Court of Appeals of Kansas.
Apr 15, 2016
369 P.3d 341 (Kan. Ct. App. 2016)

Opinion

No. 112,677.

04-15-2016

James Earl PAPPAN, Appellant/Cross–Appellee, v. KANSAS DEPARTMENT OF REVENUE, Appellee/Cross–Appellant.

James Earl Pappan, appellant/cross-appellee pro se. J. Brian Cox, deputy general counsel, of Legal Services Bureau, Kansas Department of Revenue, for appellee/cross-appellant.


James Earl Pappan, appellant/cross-appellee pro se.

J. Brian Cox, deputy general counsel, of Legal Services Bureau, Kansas Department of Revenue, for appellee/cross-appellant.

MEMORANDUM OPINION

BUSER, J.

James Earl Pappan appeals the district court's order affirming the administrative suspension of his driving privileges upon his refusal to submit to chemical testing after his arrest for driving under the influence of alcohol (DUI). Pappan contends the district court erred when it ruled that he was properly served with the Officer's Certification and Notice of Suspension (DC–27 form) when the arresting officer touched his shoulder with the form and placed the document with his personal effects.

After carefully considering the parties' arguments and reviewing the record on appeal, we find that under K.S.A.2015 Supp. 8–1001(v) and our court's application of the doctrine of substantial compliance to the personal service requirements set forth in K.S.A.2015 Supp. 8–1002(c), the district court did not err in holding that the arresting officer lawfully served Pappan with the DC–27 form. Accordingly, we affirm the district court's affirmance of the Kansas Department of Revenue's (KDR) suspension of Pappan's driving privileges.

# ROWS:

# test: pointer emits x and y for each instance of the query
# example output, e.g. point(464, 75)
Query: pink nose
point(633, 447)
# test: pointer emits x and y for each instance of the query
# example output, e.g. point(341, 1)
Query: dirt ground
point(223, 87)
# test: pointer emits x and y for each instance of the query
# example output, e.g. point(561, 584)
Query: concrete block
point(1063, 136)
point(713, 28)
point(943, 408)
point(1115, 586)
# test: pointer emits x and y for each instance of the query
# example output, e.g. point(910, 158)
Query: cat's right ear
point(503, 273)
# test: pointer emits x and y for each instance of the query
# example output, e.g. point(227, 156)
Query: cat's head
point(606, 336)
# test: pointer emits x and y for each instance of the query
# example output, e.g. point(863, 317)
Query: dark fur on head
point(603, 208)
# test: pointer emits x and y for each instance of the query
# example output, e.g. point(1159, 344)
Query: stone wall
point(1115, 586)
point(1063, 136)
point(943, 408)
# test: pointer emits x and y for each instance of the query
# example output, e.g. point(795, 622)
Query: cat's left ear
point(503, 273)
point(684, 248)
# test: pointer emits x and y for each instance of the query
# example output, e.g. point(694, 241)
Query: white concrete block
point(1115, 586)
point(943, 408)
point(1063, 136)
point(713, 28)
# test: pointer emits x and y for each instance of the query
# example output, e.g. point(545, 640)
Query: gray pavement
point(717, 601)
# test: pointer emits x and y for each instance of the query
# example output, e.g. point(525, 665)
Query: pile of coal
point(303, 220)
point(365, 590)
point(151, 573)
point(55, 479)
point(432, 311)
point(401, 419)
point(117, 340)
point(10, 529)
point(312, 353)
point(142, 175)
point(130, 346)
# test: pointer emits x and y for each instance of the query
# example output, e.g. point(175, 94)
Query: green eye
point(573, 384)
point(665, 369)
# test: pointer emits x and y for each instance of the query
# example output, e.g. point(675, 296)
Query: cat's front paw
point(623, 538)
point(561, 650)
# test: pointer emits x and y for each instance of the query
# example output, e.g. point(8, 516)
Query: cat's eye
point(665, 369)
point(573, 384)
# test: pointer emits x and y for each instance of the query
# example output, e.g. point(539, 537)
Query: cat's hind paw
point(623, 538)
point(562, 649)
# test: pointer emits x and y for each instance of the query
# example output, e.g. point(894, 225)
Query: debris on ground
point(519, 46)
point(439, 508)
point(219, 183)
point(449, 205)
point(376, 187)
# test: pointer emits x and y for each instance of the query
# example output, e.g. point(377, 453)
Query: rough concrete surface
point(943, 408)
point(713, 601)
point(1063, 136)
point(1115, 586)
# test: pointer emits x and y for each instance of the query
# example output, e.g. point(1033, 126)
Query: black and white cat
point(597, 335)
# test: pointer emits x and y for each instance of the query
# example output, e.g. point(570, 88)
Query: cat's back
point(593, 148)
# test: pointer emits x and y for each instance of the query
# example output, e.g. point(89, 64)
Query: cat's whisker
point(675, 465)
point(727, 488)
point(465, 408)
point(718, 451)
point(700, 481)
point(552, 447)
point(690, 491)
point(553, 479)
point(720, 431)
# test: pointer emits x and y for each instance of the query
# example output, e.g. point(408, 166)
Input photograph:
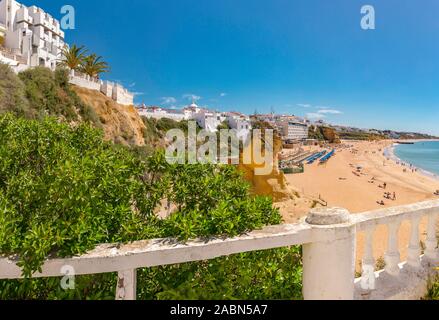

# WORK TO BE COMPLETED:
Copy the court opinion starting at the words "After carefully considering" and ending after "Pappan's driving privileges.", renaming "DC–27 form" to "suspension notice" wherever it occurs.

# SOLUTION:
After carefully considering the parties' arguments and reviewing the record on appeal, we find that under K.S.A.2015 Supp. 8–1001(v) and our court's application of the doctrine of substantial compliance to the personal service requirements set forth in K.S.A.2015 Supp. 8–1002(c), the district court did not err in holding that the arresting officer lawfully served Pappan with the suspension notice. Accordingly, we affirm the district court's affirmance of the Kansas Department of Revenue's (KDR) suspension of Pappan's driving privileges.